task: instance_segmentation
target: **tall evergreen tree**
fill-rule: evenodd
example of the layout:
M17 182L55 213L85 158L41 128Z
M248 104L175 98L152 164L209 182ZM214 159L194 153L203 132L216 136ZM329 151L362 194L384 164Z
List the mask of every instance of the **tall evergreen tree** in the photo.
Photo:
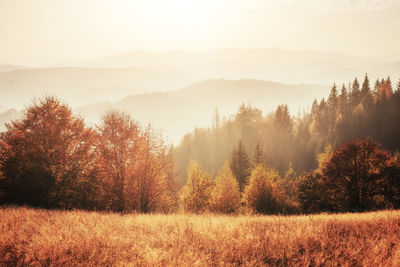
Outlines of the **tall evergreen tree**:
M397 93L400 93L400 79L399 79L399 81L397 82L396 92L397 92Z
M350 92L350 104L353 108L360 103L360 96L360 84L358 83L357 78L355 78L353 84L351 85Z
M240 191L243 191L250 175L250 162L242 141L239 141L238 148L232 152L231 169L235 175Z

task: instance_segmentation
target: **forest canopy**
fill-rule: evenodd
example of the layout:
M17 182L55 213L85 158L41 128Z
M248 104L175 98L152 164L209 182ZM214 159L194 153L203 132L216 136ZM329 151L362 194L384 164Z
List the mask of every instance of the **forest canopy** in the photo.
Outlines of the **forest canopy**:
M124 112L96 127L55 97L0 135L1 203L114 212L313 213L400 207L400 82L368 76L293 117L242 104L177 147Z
...
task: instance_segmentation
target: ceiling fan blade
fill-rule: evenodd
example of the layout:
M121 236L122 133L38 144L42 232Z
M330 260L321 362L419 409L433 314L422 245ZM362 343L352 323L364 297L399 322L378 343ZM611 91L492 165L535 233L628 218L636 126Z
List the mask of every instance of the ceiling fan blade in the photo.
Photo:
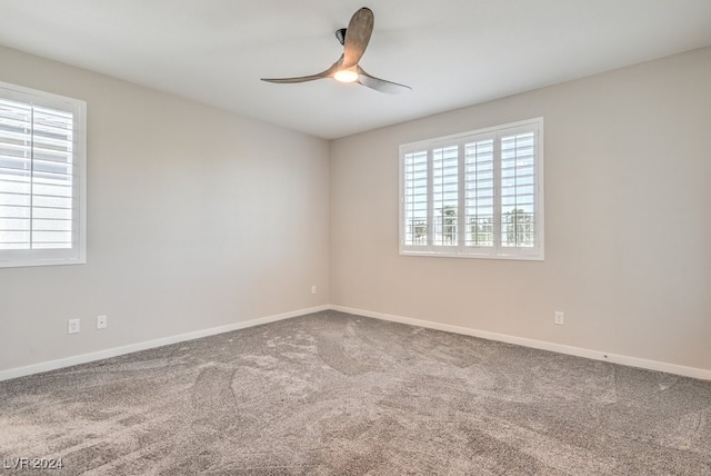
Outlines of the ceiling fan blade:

Wat te doen: Welke regels uit de gegevens hierboven bevatten de tekenreeks "Outlines", met oog voor hoofdletters en kleine letters? Meld elke zulke regel volledig.

Resultaat oefening:
Outlines of the **tall evergreen tree**:
Outlines of the **forest canopy**:
Outlines of the ceiling fan blade:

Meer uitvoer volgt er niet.